* Begin PAGE EXTRACT *
“This food is terrible!”
“I know—and such small portions!”
It’s an old joke, but one that encapsulates the dilemma facing our nation’s infrastructure, as Joshua Schank of the Eno Center noted at TCF’s latest conference,
Building the Bridge: Solutions to the Infrastructure Crisis. Simply, we don’t have enough money to invest in the infrastructure we need, and the money we do have is poorly prioritized.
Hosted by TCF’s Bernard L. Schwartz Rediscovering Government Initiative, Building the Bridge brought together leading experts for a full-day conference on April 14 to discuss ways to solve the national infrastructure crisis.
From government to academia and think tanks to the private sector, a diverse group of panelists and speakers tackled this twofold problem. Together, they discussed innovative solutions to the infrastructure revenue issue, as well as ways to improve our infrastructure priorities to make investments more efficient.
TCF fellow Jeff Madrick, who leads the Rediscovering Government Initiative, kicked off the day with a sober appraisal of the infrastructure crisis. He noted that investing in public works has always been a political issue, even when the need for them has been eminently clear.
Following Madrick’s opening remarks, Rep. Earl Blumenauer (D-OR) delivered the conference’s keynote address. He called for an increase in the federal gas tax (which hasn’t been raised since 1993), noting that even conservative darling Ronald Reagan called on Congress to raise it in 1982. Blumenauer also proposed an eventual move away from the gas tax toward a tax on Vehicle Miles Traveled, which would address the increasing fuel efficiency of the cars on our roads. You can watch his entire speech here:
The first panel discussion of the day addressed the twin issues of infrastructure funding and financing. Panelist Aaron Klein of the Bipartisan Policy Center noted that the terms are often confused, but represent two very different conceptions of who should pay for a piece of infrastructure over its lifecycle. Pointing to the declining value of the gas tax and the popularity of low-interest federal loan programs such as TIFIA, Klein remarked that the federal government is moving away from its role as an infrastructure funder and increasing its role as an infrastructure financier, traditionally a responsibility assumed by state and local governments.
* End PAGE EXTRACT *
== WORK TO DO ==
Pick up the infrastructure conference report after its last sentence and keep writing it. The records play no part in this work.
* Begin SUPPLIED INFORMATION *
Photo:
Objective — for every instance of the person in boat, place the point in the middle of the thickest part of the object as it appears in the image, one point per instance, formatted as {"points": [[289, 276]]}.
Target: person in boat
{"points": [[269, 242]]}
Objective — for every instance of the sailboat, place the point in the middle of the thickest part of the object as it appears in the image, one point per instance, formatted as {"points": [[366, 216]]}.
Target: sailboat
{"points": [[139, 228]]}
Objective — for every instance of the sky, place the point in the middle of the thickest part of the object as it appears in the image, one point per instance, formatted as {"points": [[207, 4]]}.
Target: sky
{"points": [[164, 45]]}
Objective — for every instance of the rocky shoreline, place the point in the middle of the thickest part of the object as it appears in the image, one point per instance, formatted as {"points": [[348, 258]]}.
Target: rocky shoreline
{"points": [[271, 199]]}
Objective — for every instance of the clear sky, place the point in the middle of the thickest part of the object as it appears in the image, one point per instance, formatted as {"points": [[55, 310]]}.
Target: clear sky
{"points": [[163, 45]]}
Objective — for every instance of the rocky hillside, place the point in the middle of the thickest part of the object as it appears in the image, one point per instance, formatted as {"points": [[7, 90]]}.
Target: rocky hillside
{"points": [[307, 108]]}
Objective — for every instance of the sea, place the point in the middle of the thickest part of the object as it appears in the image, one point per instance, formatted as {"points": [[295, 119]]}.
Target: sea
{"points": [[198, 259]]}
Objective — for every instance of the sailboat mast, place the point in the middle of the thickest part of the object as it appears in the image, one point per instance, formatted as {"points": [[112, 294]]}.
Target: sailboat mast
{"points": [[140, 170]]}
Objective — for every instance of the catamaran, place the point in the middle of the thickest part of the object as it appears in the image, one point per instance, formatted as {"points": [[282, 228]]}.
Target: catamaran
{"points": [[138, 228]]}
* End SUPPLIED INFORMATION *
== ANSWER TO THIS TASK ==
Klein also cautioned against the assumption that the ban on Congressional earmarks has benefited infrastructure-spending priorities. Most money that the federal government grants to states, he noted, is now simply earmarked at the state level.
The discussion also focused on public-private partnerships (P3s), in which the private sector assumes a greater responsibility for the risks (and, occasionally, the financing) of a particular project.
While P3s have been touted as a solution to the infrastructure crisis by elected officials and the Obama administration, many have failed to live up to expectations in terms of the quality and cost of the project delivered. Panelist Joe Mysak, a journalist with Bloomberg, argued that the problem is not inherent in P3s, but rather in the asymmetry of expertise between private-sector investors and public-sector officials:
On the funding question, Klein questioned the wisdom of a “user fee,” which politicians often claim is the function of the gas tax. Instead, he suggested the idea of a “beneficiary fee.” Watch video from the first panel here:
Following a discussion on labor’s role in solving the infrastructure crisis, the White House’s Jason Miller–a deputy director on the National Economic Council–delivered an address on the progress made by the Obama administration to date. Noting that infrastructure investment has been a fundamental obligation of the federal government since the country’s founding, Miller encouraged a broad public-policy discussion on the topic and cautioned against falling victim to “the cynicism of the now”:
The second panel, “A New Agenda for Infrastructure,” brought together a binational group of experts to discuss the most promising innovations in infrastructure policy, both stateside and in Canada.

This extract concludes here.